Provided text:
::::

Hereditary Hemochromatosis Patients Can Be Blood Donors
No data to suggest that nonvoluntary nature of donations compromises safety of blood products.
(HealthDay News) -- There is no evidence to support excluding patients with hereditary hemochromatosis (HH) from serving as blood donors, according to a review published online in Hepatology.
Noting that patients with HH undergo frequent therapeutic phlebotomy to reduce the iron burden and that many blood centers around the world do not accept HH donors, Adam C. Winters, MD, from the Icahn School of Medicine at Mount Sinai in New York City, and colleagues conducted a systematic review to examine the existing biologic and clinical data concerning infectious risk and summarize clinical experience from centers that allow HH donors.
The researchers found that there was no compelling evidence that blood from HH patients confers additional infectious risk. No data were found to suggest that the nonvoluntary nature of the donations compromises the safety of these products. No evidence of transfusion-transmissible diseases arising from these donations was found in published data from a center that accepted HH patients as blood donors.
"Given the existing evidence and perceived benefit, we conclude that there is no reason to exclude blood donations from patients with HH," the authors write. "We encourage the adoption of universal acceptance of blood donated from individuals having HH."

::::

Requirement 1: In the hemochromatosis article, reproduce the passage that opens with the words "Noting that patients" and closes with "allow HH donors.", substituting "structured review" for "systematic review".
Requirement 2:
For each statement below, decide whether the hemochromatosis article supports it, answering yes or no and quoting the words that settle the matter.
(a) The review appeared online in Hepatology.
(b) The review found evidence of transfusion-transmissible diseases arising from donations by HH patients.
(c) Many blood centers around the world accept HH donors.

Saved data entries:
::::

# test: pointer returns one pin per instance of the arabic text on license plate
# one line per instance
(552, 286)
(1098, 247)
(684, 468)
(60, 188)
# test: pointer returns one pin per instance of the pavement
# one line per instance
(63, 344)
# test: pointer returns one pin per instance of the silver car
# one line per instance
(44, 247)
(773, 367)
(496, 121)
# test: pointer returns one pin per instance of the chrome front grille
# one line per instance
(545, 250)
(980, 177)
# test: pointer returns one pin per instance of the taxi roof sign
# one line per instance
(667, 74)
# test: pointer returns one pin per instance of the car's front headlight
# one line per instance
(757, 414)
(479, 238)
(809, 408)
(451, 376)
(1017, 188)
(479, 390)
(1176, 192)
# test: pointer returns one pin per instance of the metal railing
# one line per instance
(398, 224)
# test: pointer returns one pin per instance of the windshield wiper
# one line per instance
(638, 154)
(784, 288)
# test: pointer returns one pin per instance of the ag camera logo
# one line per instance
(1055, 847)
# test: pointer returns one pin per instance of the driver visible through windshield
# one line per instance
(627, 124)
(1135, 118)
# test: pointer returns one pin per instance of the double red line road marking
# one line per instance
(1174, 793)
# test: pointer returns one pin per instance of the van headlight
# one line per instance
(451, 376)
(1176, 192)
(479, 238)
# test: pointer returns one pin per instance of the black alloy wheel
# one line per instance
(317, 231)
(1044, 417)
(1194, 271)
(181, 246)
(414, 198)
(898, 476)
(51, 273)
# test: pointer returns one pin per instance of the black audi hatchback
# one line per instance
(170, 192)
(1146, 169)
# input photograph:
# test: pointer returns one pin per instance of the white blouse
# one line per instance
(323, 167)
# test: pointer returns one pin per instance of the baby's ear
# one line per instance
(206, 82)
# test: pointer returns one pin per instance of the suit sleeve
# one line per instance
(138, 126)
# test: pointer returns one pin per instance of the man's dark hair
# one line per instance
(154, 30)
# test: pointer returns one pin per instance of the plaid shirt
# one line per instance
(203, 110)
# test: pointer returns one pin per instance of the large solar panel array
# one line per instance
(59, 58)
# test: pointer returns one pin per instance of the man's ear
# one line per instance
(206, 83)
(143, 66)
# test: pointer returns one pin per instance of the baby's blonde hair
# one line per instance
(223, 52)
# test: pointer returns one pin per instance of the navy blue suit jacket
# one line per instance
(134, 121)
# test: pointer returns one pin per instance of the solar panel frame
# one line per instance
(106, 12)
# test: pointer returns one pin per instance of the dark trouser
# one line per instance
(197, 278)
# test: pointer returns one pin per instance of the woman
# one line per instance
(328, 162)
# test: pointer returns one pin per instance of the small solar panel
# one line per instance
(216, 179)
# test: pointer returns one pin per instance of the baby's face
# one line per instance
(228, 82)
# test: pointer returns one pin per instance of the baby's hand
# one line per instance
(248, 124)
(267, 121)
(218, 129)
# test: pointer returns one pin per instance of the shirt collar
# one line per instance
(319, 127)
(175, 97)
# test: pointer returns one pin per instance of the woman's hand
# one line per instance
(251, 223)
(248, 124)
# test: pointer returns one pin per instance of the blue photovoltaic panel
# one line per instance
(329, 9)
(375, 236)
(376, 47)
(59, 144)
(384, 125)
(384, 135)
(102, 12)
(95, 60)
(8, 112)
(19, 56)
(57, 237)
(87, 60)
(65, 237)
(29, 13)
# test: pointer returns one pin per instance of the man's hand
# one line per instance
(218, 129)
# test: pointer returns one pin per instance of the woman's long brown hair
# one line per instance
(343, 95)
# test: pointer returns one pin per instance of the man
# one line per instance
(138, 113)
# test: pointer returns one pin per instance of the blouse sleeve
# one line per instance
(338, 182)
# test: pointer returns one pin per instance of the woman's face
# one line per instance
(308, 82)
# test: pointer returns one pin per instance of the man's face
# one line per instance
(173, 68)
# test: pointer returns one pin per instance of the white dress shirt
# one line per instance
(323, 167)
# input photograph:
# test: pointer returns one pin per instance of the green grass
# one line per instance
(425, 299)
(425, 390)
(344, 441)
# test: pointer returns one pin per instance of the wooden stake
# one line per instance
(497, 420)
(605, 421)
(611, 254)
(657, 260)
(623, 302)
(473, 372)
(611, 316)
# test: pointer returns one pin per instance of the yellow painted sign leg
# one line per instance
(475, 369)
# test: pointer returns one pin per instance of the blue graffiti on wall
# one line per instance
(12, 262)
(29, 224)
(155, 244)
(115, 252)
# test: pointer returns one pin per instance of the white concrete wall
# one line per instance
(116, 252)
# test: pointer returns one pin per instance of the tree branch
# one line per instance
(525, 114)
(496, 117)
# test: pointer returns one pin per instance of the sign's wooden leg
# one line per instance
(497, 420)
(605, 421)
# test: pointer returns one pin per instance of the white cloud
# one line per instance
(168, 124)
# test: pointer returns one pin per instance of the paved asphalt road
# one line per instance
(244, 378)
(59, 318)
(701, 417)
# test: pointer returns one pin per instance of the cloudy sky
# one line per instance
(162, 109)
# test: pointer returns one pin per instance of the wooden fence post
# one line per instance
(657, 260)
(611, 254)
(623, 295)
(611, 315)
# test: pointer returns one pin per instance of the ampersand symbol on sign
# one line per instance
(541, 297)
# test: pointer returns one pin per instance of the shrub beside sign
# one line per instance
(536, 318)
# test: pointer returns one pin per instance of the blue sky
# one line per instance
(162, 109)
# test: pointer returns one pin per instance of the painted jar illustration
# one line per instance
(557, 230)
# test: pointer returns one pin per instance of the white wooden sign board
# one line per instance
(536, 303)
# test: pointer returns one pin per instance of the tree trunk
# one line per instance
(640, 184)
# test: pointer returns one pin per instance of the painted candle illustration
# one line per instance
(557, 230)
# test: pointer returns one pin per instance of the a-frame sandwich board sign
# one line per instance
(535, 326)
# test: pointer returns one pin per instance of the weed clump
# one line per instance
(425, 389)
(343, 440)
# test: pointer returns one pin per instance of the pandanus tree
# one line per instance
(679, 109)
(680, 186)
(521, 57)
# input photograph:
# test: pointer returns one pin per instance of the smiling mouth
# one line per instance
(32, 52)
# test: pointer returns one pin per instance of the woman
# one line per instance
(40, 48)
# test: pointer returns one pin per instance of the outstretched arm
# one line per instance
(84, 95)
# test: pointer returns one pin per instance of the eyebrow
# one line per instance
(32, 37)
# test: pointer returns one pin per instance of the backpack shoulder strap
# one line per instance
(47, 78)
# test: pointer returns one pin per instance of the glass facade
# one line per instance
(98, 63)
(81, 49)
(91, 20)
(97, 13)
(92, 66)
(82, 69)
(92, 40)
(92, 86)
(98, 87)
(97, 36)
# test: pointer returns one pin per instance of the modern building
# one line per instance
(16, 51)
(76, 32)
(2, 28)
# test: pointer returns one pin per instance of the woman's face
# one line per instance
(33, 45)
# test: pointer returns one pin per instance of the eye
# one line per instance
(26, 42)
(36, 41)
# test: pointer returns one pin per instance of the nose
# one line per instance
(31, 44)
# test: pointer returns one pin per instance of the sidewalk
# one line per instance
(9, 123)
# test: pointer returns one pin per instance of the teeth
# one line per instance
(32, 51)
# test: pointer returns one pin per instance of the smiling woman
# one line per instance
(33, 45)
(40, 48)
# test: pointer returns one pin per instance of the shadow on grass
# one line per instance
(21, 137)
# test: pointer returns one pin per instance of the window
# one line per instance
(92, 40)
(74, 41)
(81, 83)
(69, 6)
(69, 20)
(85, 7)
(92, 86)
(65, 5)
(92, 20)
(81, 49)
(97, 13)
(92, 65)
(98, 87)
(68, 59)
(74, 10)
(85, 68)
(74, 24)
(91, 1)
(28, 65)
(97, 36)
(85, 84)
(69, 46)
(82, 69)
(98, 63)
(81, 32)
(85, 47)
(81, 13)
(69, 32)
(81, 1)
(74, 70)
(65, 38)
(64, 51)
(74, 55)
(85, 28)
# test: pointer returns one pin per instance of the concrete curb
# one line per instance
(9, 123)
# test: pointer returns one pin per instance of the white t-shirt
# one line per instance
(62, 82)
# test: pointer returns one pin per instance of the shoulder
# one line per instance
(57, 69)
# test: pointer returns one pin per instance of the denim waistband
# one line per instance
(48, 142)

::::

Final answer 1:
Noting that patients with HH undergo frequent therapeutic phlebotomy to reduce the iron burden and that many blood centers around the world do not accept HH donors, Adam C. Winters, MD, from the Icahn School of Medicine at Mount Sinai in New York City, and colleagues conducted a structured review to examine the existing biologic and clinical data concerning infectious risk and summarize clinical experience from centers that allow HH donors.

Final answer 2:
(a) Yes: "according to a review published online in Hepatology."
(b) No: "No evidence of transfusion-transmissible diseases arising from these donations was found in published data from a center that accepted HH patients as blood donors."
(c) No: "many blood centers around the world do not accept HH donors"